### Work request
Look through the material below and copy every line containing the word "person".

### Given records
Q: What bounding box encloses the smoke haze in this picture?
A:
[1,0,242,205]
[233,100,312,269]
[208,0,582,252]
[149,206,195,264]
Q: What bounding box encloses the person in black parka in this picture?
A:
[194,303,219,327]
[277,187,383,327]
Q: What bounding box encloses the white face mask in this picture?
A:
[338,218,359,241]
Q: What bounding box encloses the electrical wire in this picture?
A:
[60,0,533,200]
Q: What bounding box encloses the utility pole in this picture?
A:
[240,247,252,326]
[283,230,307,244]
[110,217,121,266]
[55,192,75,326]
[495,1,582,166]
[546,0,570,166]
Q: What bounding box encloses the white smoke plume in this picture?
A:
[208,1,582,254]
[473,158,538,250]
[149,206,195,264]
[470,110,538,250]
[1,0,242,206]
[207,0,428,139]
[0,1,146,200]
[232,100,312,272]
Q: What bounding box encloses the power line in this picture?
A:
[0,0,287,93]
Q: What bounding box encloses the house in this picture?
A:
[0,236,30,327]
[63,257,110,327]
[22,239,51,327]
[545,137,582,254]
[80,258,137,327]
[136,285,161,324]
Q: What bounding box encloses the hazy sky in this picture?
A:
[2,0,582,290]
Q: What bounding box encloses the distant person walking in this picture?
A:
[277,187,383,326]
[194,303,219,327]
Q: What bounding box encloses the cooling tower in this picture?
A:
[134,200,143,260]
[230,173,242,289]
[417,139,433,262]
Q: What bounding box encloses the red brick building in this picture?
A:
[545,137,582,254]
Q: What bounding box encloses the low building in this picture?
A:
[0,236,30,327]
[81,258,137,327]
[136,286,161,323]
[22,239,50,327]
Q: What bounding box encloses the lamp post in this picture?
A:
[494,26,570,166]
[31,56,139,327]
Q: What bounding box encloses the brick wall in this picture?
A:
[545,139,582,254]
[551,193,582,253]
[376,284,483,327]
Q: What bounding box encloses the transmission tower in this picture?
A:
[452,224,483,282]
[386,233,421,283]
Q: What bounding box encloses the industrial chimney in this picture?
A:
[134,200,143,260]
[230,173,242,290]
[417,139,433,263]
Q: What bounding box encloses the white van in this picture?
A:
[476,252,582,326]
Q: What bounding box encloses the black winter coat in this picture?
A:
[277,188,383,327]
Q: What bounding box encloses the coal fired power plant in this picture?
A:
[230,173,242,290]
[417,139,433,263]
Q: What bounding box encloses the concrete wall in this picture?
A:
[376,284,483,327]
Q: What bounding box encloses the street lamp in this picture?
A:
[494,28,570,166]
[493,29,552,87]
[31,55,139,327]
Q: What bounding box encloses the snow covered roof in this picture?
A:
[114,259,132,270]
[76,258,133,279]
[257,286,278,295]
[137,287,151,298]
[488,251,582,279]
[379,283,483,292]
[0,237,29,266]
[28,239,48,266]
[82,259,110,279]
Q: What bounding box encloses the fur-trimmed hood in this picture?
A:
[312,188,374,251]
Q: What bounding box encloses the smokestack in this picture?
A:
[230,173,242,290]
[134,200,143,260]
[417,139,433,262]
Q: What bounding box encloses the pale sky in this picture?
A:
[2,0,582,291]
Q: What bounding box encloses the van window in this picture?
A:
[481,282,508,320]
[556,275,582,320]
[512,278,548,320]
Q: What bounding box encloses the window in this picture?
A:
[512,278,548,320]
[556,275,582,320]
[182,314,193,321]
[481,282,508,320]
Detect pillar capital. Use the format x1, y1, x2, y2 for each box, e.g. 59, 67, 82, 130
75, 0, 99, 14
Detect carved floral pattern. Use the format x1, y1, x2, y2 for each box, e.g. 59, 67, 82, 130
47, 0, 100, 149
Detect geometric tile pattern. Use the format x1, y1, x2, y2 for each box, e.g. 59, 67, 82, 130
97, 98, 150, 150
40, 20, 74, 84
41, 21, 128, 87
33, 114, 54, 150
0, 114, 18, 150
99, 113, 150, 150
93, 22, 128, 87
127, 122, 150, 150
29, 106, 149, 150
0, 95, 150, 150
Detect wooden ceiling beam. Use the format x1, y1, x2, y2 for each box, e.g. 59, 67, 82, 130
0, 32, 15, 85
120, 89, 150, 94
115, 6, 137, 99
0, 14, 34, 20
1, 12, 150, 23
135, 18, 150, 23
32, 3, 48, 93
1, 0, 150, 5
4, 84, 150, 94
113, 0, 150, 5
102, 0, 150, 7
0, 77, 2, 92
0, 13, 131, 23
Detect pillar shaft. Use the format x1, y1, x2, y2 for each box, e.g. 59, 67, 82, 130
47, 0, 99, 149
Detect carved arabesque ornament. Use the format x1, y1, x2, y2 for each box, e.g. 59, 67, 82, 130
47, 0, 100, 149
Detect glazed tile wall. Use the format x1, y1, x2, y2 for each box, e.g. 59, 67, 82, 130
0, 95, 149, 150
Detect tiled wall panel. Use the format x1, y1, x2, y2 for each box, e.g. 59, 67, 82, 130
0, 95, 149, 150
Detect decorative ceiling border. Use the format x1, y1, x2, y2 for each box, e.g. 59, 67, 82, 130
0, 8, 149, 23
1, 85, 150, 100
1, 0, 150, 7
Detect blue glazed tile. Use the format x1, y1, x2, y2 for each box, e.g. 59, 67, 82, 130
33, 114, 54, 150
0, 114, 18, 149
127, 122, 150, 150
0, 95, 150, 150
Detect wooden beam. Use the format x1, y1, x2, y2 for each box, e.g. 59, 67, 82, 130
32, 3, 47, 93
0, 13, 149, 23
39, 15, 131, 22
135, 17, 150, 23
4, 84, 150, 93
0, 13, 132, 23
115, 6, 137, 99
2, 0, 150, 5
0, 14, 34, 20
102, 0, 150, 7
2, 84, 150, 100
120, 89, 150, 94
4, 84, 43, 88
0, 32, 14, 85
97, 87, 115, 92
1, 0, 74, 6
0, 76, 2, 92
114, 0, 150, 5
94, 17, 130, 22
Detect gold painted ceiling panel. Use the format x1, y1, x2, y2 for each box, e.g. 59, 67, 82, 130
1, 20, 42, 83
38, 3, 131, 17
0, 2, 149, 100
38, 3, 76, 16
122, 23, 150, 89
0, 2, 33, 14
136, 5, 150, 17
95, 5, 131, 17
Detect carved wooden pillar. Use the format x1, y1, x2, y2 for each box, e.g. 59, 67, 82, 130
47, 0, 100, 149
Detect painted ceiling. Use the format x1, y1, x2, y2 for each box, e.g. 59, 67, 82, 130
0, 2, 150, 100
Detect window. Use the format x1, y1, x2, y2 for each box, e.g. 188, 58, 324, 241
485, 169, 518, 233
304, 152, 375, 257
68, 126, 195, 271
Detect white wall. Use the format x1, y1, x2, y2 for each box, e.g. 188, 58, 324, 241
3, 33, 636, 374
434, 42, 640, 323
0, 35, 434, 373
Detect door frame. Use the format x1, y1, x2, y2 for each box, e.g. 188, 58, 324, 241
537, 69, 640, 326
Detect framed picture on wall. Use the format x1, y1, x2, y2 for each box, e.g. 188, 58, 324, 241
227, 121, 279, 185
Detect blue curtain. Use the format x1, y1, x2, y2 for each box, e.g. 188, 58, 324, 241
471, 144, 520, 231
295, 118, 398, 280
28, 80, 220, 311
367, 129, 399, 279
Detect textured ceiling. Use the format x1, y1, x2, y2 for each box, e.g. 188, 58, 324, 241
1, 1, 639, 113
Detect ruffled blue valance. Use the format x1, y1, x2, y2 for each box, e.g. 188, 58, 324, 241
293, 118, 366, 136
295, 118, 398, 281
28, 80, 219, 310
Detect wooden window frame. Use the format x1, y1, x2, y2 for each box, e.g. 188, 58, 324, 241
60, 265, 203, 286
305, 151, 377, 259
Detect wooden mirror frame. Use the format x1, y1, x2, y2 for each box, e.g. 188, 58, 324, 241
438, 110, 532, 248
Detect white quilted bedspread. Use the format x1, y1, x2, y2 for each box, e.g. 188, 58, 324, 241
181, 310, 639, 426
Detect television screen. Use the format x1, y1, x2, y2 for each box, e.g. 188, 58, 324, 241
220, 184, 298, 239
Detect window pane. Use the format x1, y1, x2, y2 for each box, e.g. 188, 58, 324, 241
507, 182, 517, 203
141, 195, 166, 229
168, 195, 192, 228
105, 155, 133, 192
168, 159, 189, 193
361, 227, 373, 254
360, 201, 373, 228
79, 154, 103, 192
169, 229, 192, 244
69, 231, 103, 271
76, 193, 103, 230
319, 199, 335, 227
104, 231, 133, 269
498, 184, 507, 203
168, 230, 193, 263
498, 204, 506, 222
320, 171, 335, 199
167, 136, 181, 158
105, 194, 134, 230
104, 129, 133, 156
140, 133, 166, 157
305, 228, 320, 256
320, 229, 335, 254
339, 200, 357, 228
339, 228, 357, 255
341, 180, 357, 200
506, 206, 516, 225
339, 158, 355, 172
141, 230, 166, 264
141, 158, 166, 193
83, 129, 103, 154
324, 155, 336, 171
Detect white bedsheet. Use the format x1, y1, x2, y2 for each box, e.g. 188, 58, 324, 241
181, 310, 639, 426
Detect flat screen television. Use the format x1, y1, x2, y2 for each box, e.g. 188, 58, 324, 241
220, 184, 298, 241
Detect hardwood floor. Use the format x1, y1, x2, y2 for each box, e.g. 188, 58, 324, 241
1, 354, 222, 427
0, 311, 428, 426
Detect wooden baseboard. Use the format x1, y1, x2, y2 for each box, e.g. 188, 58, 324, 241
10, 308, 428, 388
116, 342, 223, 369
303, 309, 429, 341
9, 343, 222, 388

### Task answer
Q: What bounding box encloses the person in black parka in this picture?
Q: What bounding box encloses the distant person walking in this picture?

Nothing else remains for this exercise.